## THE DATA
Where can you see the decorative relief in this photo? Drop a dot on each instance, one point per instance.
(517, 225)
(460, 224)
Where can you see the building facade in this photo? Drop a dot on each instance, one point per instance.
* * *
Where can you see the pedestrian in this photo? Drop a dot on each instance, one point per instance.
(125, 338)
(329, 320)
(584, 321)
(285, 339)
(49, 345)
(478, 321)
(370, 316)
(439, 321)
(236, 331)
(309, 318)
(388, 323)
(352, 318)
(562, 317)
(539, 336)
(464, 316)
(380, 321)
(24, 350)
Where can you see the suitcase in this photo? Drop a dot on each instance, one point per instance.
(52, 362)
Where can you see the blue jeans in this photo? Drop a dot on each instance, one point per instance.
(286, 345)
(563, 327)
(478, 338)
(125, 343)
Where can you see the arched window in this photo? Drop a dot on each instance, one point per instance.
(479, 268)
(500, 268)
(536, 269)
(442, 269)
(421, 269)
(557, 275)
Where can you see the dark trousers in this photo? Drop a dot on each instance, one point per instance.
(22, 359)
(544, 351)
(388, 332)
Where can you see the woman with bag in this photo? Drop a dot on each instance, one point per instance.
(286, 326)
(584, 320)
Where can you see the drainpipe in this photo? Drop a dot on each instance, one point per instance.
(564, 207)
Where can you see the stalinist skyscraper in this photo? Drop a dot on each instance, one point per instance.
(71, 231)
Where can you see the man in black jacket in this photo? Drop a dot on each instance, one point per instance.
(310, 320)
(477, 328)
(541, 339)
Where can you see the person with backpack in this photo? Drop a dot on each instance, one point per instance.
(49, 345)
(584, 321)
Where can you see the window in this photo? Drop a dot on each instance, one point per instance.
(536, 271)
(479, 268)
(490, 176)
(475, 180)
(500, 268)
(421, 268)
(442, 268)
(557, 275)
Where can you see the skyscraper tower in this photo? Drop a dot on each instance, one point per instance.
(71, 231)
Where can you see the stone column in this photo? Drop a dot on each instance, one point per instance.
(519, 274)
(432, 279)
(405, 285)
* * *
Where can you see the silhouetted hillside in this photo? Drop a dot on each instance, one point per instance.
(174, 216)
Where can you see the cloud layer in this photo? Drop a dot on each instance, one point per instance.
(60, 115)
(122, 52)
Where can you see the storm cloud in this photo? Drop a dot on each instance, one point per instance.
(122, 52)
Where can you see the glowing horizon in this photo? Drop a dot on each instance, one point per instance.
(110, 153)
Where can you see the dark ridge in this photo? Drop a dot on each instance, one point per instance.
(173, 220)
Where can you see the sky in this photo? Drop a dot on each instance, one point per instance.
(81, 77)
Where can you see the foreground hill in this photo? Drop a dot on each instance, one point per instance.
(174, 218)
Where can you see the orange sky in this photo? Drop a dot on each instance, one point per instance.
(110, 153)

## EXERCISE DETAILS
Copy the lines above exactly. Start with the line containing "Where can you see the decorative", end with the line containing "Where can you see the building", and include both.

## ANSWER SECTION
Where can you see the decorative relief in this photo? Drop a dot on each instance, one point per instance.
(517, 225)
(460, 224)
Where can you see the building facade in this photo? Drop a dot on each instance, one point per instance.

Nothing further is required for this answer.